[Collected data]
--- START ---
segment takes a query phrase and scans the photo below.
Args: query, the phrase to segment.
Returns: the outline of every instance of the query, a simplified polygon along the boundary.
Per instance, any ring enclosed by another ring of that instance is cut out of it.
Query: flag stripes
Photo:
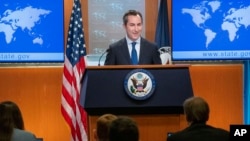
[[[80,105],[81,79],[86,55],[81,3],[74,0],[63,69],[61,112],[70,127],[72,141],[88,141],[87,113]]]

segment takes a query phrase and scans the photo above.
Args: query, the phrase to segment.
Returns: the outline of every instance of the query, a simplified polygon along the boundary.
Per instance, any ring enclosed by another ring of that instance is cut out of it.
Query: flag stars
[[[76,1],[75,1],[76,2]],[[79,2],[79,1],[78,1]],[[74,4],[70,18],[66,55],[74,66],[81,56],[86,55],[81,8]]]
[[[79,54],[79,52],[76,50],[75,54]]]
[[[85,52],[84,50],[81,50],[81,52],[80,52],[80,53],[81,53],[81,54],[84,54],[84,52]]]

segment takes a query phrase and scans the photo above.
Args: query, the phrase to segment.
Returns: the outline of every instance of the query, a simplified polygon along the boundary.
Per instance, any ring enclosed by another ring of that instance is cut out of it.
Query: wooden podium
[[[154,93],[145,100],[129,97],[124,88],[125,77],[135,69],[147,70],[155,79]],[[141,138],[143,141],[155,140],[153,132],[166,139],[165,131],[155,129],[161,126],[179,128],[183,101],[193,96],[189,65],[92,66],[87,67],[82,83],[80,103],[88,113],[90,140],[93,140],[96,119],[105,113],[133,117],[140,134],[152,134]],[[141,132],[144,124],[146,132],[150,133]]]

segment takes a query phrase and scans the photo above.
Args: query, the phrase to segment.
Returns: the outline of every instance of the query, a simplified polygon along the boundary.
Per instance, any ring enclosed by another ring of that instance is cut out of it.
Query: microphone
--- END ---
## Requirement
An exact copy of all the data above is required; omit any pictures.

## Task response
segment takes a query phrase and scans the photo below.
Args: query, the phrase to segment.
Returns: the outline of every instance of the query, a simplified polygon along the boundary.
Per instance, any ring enclosed by another ring of that instance is cut out of it.
Query: flag stripes
Photo:
[[[80,105],[81,79],[86,55],[81,3],[74,0],[63,69],[61,112],[70,127],[72,141],[88,141],[87,113]]]

segment takes a query phrase and scans the photo above.
Args: query, the phrase to segment.
Returns: the outline of every instance of the query, a simplified polygon along the boundary.
Per instance, any ring enclosed by another ring of that instance is cut out of it.
Query: flag stars
[[[76,1],[75,1],[76,2]],[[79,2],[79,1],[78,1]],[[74,4],[70,18],[66,55],[74,66],[81,56],[86,55],[81,8]]]
[[[79,54],[79,52],[76,50],[75,54]]]
[[[85,52],[84,50],[81,50],[81,52],[80,52],[80,53],[81,53],[81,54],[84,54],[84,52]]]

segment takes a query phrase and scans the photo above.
Args: query, the phrase to segment.
Returns: the outline of every instance of the query, a simplified polygon along the boundary.
Per instance, any ring enclosed by another ring of that instance is cut out of it.
Query: wooden podium
[[[154,93],[145,100],[129,97],[124,88],[125,77],[135,69],[147,70],[155,79]],[[141,138],[143,141],[155,140],[153,132],[166,139],[165,131],[155,129],[161,126],[179,128],[183,101],[193,96],[189,65],[92,66],[87,67],[82,83],[80,103],[88,113],[90,140],[93,140],[96,119],[105,113],[133,117],[140,134],[152,134]],[[141,132],[144,124],[146,132],[150,133]]]

segment takes a query phrase and scans the photo above.
Args: query, the phrase to segment.
Returns: the outline of every instance of the query, a simplified polygon along the boundary.
Per instance, any ring enclosed by another ring of that instance is cut out of it.
Query: microphone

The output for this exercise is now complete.